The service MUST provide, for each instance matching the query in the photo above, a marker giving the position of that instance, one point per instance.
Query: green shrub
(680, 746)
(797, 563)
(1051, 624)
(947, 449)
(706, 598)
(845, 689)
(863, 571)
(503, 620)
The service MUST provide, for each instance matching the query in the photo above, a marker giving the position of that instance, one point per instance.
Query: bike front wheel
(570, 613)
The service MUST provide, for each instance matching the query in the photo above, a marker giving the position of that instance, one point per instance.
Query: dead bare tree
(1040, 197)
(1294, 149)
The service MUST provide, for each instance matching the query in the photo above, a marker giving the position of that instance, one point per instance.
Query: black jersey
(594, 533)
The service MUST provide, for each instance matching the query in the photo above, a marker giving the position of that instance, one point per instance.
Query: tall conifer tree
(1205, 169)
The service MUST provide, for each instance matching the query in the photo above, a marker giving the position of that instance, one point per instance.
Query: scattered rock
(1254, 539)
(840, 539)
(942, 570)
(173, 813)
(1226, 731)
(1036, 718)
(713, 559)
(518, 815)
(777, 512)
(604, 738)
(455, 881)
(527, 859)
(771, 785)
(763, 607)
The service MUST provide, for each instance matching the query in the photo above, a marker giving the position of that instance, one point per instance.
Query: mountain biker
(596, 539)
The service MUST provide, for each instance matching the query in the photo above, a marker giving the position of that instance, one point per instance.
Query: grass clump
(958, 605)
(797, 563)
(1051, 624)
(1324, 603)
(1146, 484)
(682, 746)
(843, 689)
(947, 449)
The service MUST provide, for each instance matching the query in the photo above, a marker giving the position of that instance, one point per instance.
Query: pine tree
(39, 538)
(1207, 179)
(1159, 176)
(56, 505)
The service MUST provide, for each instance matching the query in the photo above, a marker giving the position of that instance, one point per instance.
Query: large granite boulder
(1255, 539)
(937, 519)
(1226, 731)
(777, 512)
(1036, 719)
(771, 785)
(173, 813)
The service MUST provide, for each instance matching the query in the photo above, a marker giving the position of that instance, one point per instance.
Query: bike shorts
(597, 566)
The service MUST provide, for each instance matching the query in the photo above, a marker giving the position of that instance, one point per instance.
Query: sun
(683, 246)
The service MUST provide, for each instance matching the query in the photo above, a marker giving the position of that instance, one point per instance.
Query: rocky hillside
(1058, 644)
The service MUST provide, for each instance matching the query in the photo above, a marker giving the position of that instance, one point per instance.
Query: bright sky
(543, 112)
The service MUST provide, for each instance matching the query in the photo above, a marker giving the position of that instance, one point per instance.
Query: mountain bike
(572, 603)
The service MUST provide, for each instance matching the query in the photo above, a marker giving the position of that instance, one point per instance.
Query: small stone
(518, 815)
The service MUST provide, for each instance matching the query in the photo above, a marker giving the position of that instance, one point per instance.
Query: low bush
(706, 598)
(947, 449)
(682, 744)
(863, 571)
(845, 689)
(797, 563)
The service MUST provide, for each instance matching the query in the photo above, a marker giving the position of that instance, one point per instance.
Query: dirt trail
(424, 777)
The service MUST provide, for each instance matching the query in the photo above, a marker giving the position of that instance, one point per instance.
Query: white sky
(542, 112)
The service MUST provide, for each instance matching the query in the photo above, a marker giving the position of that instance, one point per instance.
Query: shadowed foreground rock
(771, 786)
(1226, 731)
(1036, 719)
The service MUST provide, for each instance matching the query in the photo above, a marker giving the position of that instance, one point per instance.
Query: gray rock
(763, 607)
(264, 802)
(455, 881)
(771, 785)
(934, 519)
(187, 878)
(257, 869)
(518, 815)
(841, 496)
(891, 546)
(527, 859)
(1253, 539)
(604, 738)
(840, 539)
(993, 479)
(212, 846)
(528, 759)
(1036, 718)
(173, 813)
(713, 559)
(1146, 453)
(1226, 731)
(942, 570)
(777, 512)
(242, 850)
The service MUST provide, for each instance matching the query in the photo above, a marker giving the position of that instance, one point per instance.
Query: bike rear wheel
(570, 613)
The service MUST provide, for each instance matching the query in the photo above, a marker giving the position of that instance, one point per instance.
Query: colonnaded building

■ What you need to do ■
Without leaving anything out, give the entries again exactly.

■ Output ■
The service MUST provide, for each instance matching the query in the photo above, a marker giving the position of that instance, one point per instance.
Query: green shrub
(680, 746)
(797, 563)
(1051, 624)
(947, 449)
(706, 598)
(845, 689)
(863, 571)
(503, 620)
The service MUST provide, for each instance matching the query in the photo above, a marker giving the position of that instance, one point per instance.
Query: bike front wheel
(570, 613)
The service MUST provide, for each instance matching the query in the photo above, a marker giving the position of that instance, one point per instance.
Query: dead bare tree
(1040, 197)
(1294, 149)
The service MUST provide, for each instance matching the query in the photo above, a marker giving the position of that instance, one point per instance.
Query: black jersey
(594, 533)
The service MUST provide, for each instance matching the query in the photo above, a marker giving the position of that instance, one point per instance.
Query: tall conifer tree
(1205, 169)
The service MUST provide, for each instance matching the query in the photo above, a marker giving the position of that instance, one point per instance.
Query: scattered rock
(1254, 539)
(840, 539)
(942, 570)
(173, 813)
(1226, 731)
(1036, 718)
(713, 559)
(518, 815)
(777, 512)
(604, 738)
(455, 881)
(527, 859)
(771, 785)
(763, 607)
The service MUST provide, for each instance matching the query in the photo above, a marker giving the position of that instance, one point per instance.
Query: mountain biker
(596, 539)
The service MUST provide, for each instance matching the query in the photo above, a marker giving the position of that instance, one point per instance.
Query: grass clump
(958, 605)
(797, 563)
(1051, 624)
(1324, 603)
(1146, 484)
(682, 746)
(843, 689)
(947, 449)
The service MUST provide, for each instance matching the query in the photo above, a marker giving the position of that instance, one point per instance.
Query: pine tree
(39, 538)
(1207, 179)
(1159, 176)
(56, 505)
The service MUST provide, for each instance matching the query in the photo above, a marker giving the position of that instance, one point per instance.
Query: large granite boulder
(1255, 539)
(937, 519)
(1226, 731)
(777, 512)
(1036, 719)
(771, 785)
(173, 813)
The service MUST provide, for each instance matching the query in the photo above, a marker giving the position of that instance, one point per instance.
Query: bike shorts
(597, 566)
The service MUST provide, for each instance matching the query in the photo above, a marker giving the position of that instance, one point per instance.
Query: sun
(683, 246)
The service MUST provide, for each instance matching the query in the photo above, a marker giving the position of that instance, one point per instance.
Query: rocky hillside
(1058, 644)
The service MUST provide, for each instance matching the query in the photo above, a marker giving the position of that instance, one point per instance.
Query: bright sky
(543, 112)
The service MUST provide, for each instance matching the query in the photo above, a marker giving the position of that instance, one point per instance.
Query: mountain bike
(572, 603)
The service MUST provide, for each instance matching the query in the photo above, a marker giving the position of that instance, one point per instance.
Query: small stone
(518, 815)
The service MUST provide, for each instance matching the query in the photo above, a marker giving the position of that instance, one point per instance.
Query: low bush
(706, 598)
(947, 449)
(682, 744)
(863, 571)
(845, 689)
(797, 563)
The service MUST provide, for each instance matching the query in the photo above, a marker giving the position of that instance, one point per instance.
Query: dirt trail
(424, 777)
The service MUST provide, for each instance matching the query in the photo above, a marker giving the position of that instance, one point per instance.
Query: white sky
(542, 112)
The service MUST provide, for each instance matching the query in the photo above, a marker giving the position of that instance, one point per instance.
Query: shadowed foreground rock
(771, 786)
(1226, 731)
(1036, 719)
The service MUST provide, for each instance matching the query in the photo above, a marker giving the position of that instance, one point per instance.
Query: gray rock
(763, 607)
(264, 802)
(455, 881)
(771, 785)
(934, 519)
(187, 878)
(257, 869)
(518, 815)
(841, 496)
(891, 546)
(527, 859)
(1253, 539)
(604, 738)
(840, 539)
(993, 479)
(212, 846)
(528, 759)
(1036, 718)
(173, 813)
(713, 559)
(1146, 453)
(1226, 731)
(942, 570)
(777, 512)
(242, 850)
The service MUST provide, for each instance matching the query in the photo above, a marker giving the position of that instance, one point per instance.
Query: bike rear wheel
(570, 613)
The service MUST provide, for each instance matching the query in the photo above, a marker giving the position of that instance, one point per instance.
Query: colonnaded building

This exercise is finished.